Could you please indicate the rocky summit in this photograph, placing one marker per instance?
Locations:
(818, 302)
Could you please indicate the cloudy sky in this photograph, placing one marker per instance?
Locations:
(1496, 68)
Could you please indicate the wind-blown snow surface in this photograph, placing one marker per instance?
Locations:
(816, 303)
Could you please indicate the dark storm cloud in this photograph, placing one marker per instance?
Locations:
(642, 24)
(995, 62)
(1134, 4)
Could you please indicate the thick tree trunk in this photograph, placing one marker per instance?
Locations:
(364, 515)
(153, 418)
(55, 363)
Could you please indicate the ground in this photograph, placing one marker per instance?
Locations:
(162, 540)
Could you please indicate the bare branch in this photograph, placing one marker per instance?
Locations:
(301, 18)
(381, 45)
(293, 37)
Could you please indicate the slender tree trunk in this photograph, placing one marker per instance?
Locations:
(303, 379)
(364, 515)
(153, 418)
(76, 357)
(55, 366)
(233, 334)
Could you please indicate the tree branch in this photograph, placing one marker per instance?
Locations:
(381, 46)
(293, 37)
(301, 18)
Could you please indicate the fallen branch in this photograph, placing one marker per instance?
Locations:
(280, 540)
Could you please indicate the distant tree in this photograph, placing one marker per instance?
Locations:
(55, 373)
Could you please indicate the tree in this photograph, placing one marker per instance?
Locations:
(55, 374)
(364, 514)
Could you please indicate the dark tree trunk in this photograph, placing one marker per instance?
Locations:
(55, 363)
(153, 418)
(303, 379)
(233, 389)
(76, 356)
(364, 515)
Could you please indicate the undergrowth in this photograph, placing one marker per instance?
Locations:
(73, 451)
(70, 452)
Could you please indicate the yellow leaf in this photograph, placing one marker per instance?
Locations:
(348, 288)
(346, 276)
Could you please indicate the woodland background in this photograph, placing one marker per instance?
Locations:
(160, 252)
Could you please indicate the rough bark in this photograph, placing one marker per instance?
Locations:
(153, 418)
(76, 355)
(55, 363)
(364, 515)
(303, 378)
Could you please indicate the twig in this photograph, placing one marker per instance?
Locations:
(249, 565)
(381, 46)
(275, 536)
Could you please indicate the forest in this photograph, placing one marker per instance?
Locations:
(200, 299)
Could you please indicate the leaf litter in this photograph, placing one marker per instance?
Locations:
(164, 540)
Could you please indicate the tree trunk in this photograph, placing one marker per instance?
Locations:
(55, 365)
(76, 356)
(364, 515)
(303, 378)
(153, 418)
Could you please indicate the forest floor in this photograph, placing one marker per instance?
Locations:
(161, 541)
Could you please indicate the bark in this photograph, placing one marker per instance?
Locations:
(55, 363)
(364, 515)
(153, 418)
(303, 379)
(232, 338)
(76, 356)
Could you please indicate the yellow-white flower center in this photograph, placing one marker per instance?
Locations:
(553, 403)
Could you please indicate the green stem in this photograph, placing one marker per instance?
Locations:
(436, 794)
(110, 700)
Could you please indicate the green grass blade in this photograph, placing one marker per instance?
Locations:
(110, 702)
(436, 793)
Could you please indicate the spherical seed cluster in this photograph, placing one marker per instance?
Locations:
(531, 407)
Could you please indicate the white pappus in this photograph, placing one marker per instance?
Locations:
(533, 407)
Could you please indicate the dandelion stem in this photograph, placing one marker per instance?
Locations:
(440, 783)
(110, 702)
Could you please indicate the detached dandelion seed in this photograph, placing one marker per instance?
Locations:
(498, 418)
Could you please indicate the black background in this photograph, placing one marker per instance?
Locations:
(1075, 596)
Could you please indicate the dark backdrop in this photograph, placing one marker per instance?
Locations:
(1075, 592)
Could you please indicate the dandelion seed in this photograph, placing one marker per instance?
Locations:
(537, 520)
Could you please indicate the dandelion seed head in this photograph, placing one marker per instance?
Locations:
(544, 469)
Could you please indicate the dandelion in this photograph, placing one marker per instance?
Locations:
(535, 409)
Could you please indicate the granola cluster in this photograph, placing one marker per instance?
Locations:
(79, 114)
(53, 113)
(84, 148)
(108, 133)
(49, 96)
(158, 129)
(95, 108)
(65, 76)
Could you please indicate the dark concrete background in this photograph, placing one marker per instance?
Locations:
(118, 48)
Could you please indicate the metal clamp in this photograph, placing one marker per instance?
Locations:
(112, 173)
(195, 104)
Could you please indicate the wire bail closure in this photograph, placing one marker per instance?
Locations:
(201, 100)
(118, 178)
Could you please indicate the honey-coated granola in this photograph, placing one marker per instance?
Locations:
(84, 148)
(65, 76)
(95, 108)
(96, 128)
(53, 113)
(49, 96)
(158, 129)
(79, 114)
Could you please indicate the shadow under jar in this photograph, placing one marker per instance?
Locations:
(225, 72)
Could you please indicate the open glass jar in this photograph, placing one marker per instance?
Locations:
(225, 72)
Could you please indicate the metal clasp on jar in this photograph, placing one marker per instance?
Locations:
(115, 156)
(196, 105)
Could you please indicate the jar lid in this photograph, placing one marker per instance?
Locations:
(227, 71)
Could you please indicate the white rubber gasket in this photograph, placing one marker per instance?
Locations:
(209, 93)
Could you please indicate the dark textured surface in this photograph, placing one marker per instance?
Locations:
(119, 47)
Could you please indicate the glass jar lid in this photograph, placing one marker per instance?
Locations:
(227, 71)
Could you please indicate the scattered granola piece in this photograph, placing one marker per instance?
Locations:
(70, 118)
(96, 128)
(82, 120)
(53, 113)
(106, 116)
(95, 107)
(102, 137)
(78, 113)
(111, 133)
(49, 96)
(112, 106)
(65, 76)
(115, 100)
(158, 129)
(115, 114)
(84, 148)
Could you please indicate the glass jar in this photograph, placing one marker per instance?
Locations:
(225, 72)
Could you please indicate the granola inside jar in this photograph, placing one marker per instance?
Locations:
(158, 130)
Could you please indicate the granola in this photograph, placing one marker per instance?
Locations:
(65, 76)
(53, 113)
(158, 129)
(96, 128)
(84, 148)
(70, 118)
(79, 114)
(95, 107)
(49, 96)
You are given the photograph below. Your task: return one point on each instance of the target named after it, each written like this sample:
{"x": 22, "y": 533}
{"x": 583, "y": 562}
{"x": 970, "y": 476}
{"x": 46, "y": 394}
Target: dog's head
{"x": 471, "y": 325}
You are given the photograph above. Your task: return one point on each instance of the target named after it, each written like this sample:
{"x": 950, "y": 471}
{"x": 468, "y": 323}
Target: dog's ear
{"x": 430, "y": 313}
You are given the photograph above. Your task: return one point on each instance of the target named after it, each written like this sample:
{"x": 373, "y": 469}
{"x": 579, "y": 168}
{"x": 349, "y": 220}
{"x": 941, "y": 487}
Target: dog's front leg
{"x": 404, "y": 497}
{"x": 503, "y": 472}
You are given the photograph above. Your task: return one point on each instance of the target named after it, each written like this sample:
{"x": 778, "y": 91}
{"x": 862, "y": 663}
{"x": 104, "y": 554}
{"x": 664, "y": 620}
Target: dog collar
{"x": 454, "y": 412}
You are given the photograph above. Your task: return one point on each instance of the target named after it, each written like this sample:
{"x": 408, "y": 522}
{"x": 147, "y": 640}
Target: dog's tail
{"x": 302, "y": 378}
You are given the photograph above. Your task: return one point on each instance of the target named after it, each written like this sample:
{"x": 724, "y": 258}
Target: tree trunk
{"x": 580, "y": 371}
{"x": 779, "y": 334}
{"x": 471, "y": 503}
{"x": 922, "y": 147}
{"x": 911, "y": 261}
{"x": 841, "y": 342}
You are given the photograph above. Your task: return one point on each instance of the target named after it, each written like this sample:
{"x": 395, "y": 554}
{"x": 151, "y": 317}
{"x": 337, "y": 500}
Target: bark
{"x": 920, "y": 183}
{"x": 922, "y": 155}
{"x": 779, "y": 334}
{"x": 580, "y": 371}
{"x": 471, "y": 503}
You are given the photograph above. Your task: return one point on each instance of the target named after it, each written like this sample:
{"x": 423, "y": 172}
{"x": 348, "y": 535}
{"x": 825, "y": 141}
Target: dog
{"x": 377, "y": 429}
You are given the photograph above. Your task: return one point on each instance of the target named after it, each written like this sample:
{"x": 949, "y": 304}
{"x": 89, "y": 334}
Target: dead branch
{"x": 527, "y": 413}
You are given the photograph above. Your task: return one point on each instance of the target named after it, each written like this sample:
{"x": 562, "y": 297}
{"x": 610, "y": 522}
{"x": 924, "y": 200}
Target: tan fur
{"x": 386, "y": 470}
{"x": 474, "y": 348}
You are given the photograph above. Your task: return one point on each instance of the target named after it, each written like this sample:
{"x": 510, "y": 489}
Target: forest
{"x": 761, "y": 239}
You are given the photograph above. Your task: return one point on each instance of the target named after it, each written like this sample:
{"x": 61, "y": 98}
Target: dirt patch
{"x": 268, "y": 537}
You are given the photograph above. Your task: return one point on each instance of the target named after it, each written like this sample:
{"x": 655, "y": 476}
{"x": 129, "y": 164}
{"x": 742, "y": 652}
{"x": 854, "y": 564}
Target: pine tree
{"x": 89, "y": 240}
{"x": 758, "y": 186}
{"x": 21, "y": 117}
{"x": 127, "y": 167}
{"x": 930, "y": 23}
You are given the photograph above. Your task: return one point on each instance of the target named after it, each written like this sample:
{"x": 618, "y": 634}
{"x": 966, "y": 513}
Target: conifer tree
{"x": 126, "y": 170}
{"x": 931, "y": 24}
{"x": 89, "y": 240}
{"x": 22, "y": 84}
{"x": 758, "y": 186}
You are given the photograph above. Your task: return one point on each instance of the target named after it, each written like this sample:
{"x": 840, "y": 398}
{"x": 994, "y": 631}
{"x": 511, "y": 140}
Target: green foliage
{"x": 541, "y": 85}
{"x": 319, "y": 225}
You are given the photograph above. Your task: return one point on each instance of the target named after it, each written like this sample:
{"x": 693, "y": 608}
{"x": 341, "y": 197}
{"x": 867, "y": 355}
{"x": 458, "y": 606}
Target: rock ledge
++++++++++
Find every line above that contains the word "branch", and copy each one in full.

Could you please indicate the bare branch in this photograph, placing one marker per instance?
Could you please indicate the tree branch in this photograph, placing one marker per instance?
Could you please indicate the fallen branch in this photograph, placing one marker per instance?
Target: dead branch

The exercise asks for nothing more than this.